# start of DATA ENTRIES

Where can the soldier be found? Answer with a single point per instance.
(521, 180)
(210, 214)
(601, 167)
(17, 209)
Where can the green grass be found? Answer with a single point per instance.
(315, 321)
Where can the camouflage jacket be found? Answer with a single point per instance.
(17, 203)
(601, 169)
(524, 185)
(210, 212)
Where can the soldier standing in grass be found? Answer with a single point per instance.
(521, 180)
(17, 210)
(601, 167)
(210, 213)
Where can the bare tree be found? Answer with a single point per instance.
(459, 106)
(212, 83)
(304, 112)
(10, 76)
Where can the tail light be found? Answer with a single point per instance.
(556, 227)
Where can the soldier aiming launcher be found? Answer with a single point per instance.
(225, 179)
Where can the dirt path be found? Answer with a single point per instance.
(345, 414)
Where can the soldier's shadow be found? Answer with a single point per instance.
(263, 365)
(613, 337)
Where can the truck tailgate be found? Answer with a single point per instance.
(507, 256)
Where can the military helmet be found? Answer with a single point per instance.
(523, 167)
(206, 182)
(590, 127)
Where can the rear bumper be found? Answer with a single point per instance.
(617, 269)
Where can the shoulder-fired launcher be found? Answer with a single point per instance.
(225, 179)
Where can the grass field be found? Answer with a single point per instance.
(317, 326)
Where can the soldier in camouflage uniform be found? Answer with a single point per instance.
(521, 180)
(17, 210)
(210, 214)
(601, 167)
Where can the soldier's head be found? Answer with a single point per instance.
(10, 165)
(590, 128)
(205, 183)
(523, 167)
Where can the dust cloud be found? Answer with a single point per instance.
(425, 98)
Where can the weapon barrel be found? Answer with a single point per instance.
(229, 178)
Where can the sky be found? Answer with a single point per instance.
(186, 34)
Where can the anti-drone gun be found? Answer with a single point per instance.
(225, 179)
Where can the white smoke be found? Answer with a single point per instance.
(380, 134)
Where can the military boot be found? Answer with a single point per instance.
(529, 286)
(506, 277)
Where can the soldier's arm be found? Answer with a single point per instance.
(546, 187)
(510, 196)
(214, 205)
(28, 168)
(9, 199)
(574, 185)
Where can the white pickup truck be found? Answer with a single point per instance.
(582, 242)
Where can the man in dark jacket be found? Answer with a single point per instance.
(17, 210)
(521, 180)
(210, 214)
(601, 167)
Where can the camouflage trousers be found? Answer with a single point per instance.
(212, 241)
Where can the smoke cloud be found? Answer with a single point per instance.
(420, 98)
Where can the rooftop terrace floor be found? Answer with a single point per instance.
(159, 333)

# end of DATA ENTRIES

- [WHAT TO PRODUCE]: Copy each record from above exactly, and include every line.

- [WORKED SOLUTION]:
Where can the soldier be found? Answer with a single point per instance.
(521, 180)
(210, 214)
(601, 167)
(17, 209)
Where can the green grass be found? Answer with a single point per instance.
(315, 321)
Where can the camouflage jacket be found? Answer with a single point per instance.
(17, 203)
(601, 169)
(524, 185)
(210, 212)
Where can the soldier standing in grass be found? Answer with a single point per instance.
(521, 180)
(17, 210)
(601, 167)
(210, 213)
Where can the bare tree be found? Answer with a single point per instance.
(459, 106)
(212, 83)
(304, 112)
(10, 76)
Where can the tail light be found? Answer with a single point per instance.
(556, 227)
Where can the soldier aiming launcher be found? Answer with a single point per instance.
(225, 179)
Where can the dirt path be found? Answer with a single point per instance.
(345, 414)
Where can the soldier's shadow be found? Answer with a single point per instance.
(263, 365)
(613, 337)
Where can the truck tailgate be found? Answer with a single point per instance.
(507, 256)
Where can the military helmet be found? Answer with a single point per instance.
(523, 167)
(206, 182)
(590, 127)
Where can the rear bumper be found? Answer with a single point per instance.
(617, 269)
Where can the shoulder-fired launcher be found? Answer with a single point per instance.
(225, 179)
Where can the grass field be found? Answer with a single point per instance.
(317, 326)
Where can the soldier in camouflage uniform be found? Answer with a single point per instance.
(521, 180)
(17, 210)
(210, 214)
(601, 167)
Where can the soldier's head be found? Answer with a single point per instance.
(10, 165)
(590, 128)
(205, 183)
(523, 167)
Where can the dust cloud be found? Answer with a single point per instance.
(425, 98)
Where can the weapon barrel be found? Answer with a single point per instance.
(229, 178)
Where can the sky be found? Answer with a single point per instance.
(186, 34)
Where can the anti-drone gun be found? Answer with a single point per instance.
(225, 179)
Where can the white smoke be found? Answer with a single point per instance.
(380, 134)
Where can the military boot be found? Answer with a single point per instance.
(529, 286)
(506, 277)
Where can the soldier's arm be found? Answer with a single point per instance.
(546, 187)
(510, 196)
(214, 205)
(28, 168)
(9, 199)
(574, 185)
Where can the white pickup truck be found? Answer with a single point per instance.
(582, 242)
Where can the man in dark jacket be found? Answer with a single point per instance.
(17, 210)
(521, 180)
(210, 214)
(601, 167)
Where can the camouflage trousers be found? Answer with a single point per instance.
(212, 241)
Where can the smoke cloud be found? Answer with a single point per instance.
(420, 98)
Where can the rooftop terrace floor be found? Answer with a single point per instance.
(159, 333)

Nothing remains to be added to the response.